● **Task**
Place every line of the rows below into a JSON list of strings, one string per line, omitting blank lines and any pictures.

● **Input for this task**
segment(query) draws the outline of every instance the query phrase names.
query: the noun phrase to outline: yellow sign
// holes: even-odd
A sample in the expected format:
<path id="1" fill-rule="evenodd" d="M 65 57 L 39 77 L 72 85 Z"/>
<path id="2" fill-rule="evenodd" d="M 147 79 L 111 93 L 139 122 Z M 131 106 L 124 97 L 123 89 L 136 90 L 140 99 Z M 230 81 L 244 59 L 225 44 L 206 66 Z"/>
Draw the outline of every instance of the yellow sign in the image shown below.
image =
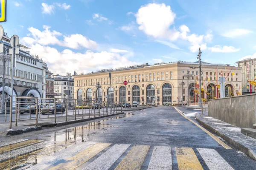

● **Solution to this problem**
[
  "segment(query) draws the outline of every instance the query phrase names.",
  "query: the noun phrase to outline: yellow sign",
  "// holes: even-odd",
  "A sample in the expected format:",
  "<path id=\"1\" fill-rule=\"evenodd\" d=\"M 65 57 L 39 77 L 72 85 Z\"/>",
  "<path id=\"2\" fill-rule=\"evenodd\" d=\"M 147 79 L 111 93 L 139 122 Z M 131 106 L 124 97 L 123 89 L 136 90 L 140 99 Z M 230 81 L 244 59 L 225 44 L 206 66 Z\"/>",
  "Draw the outline of every instance of the yellow sign in the image shown below.",
  "image ="
]